Rescale the stretch of lines from the one containing "For the stock-layout" through the one containing "x=92, y=415", both included, by repeating those lines in full, requests included, with each coordinate in the answers multiplied by 1.3 and rounded to the nearest whole number, halves rounding up. Leave every other number unchanged, and give only those lines.
====== DATA FOR THIS TASK ======
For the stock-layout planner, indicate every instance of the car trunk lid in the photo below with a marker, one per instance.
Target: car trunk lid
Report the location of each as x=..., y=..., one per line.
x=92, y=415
======
====== DATA FOR THIS TASK ======
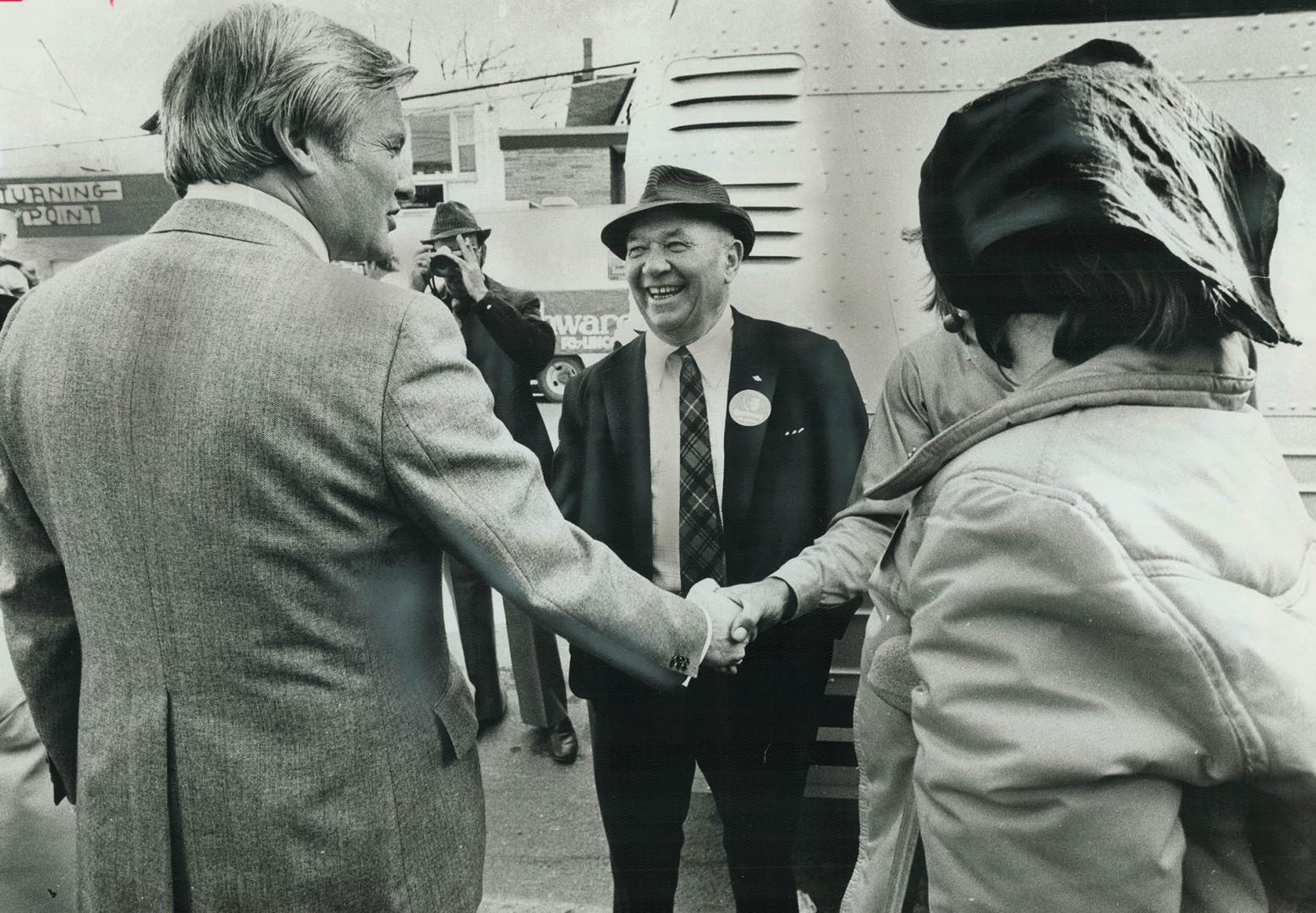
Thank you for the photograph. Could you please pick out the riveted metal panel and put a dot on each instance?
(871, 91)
======
## RESULT FOR THIS TASK
For the stock-layout planner, indicate every instance of the car trunk lid in the photo below with a marker, one per instance.
Target: car trunk lid
Report the location of each as x=..., y=..., one per line.
x=120, y=540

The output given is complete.